Brief >> Please count the lines in the records below that contain the word "blue" and give only that number as your reply.

Material provided >>

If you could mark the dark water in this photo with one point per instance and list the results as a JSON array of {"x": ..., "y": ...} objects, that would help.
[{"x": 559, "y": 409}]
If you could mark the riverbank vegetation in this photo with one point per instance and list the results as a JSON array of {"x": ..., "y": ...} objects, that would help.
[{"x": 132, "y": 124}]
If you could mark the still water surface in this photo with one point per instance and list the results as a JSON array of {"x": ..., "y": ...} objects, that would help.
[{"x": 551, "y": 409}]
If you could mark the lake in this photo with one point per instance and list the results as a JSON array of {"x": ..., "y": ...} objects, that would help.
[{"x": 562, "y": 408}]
...
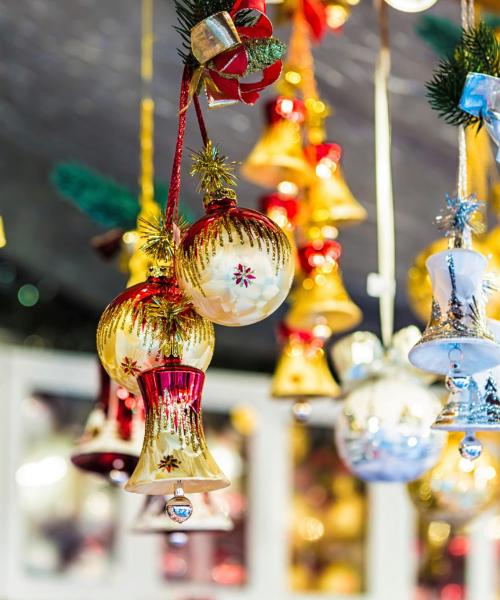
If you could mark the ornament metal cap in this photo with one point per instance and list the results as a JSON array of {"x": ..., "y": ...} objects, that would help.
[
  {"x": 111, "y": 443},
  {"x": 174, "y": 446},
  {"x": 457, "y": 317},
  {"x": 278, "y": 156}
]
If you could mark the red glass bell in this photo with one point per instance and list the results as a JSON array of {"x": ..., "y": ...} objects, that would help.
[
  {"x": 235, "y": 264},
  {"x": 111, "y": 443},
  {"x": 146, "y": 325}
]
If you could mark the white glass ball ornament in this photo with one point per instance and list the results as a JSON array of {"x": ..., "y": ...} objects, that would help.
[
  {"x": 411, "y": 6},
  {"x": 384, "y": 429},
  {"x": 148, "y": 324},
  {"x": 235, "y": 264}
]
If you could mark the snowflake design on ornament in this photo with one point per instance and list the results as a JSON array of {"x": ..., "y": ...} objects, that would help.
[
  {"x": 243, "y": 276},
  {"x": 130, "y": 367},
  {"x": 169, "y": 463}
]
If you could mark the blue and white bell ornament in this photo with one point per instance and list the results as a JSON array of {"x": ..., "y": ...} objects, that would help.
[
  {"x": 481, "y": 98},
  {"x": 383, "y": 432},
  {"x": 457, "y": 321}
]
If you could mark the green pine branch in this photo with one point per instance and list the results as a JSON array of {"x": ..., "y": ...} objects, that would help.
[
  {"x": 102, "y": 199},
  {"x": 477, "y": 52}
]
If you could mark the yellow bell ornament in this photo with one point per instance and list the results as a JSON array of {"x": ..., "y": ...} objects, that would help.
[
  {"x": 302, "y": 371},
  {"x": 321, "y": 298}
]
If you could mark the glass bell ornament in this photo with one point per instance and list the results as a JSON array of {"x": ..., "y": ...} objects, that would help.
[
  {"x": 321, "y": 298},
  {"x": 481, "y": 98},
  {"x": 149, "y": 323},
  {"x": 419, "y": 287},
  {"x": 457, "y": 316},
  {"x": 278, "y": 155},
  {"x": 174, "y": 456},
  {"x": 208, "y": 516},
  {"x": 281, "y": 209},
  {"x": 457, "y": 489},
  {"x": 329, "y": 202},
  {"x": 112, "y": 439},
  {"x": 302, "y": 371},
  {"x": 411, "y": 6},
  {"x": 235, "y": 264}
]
--
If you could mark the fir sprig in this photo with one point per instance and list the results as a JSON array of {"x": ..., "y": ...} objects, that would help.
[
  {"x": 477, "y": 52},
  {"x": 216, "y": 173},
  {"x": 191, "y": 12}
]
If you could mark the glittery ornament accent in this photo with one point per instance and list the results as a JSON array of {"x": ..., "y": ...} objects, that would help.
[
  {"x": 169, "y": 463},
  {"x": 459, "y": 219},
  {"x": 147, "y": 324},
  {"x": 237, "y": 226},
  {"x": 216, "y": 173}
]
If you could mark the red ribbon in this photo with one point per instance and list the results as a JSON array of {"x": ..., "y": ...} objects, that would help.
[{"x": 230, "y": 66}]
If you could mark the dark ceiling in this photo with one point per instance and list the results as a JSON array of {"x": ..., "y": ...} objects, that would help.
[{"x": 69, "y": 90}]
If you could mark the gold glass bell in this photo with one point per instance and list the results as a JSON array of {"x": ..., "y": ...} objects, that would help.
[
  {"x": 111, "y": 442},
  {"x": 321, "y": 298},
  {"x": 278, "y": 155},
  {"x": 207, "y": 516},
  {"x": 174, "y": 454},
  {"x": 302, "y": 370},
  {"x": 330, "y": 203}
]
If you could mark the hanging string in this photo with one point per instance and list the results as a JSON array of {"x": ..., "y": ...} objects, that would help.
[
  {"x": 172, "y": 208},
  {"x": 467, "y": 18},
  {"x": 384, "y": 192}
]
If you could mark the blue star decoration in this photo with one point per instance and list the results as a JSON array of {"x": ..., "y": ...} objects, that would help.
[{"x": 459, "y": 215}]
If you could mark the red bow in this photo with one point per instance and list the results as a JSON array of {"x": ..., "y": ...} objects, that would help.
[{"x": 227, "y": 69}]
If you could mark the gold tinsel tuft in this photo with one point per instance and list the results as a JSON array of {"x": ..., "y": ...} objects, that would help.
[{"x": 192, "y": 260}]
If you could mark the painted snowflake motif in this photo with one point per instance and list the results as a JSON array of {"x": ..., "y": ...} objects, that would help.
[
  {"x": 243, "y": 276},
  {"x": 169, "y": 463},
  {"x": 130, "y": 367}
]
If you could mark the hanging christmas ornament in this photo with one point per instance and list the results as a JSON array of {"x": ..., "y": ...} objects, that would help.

Result of the task >> 2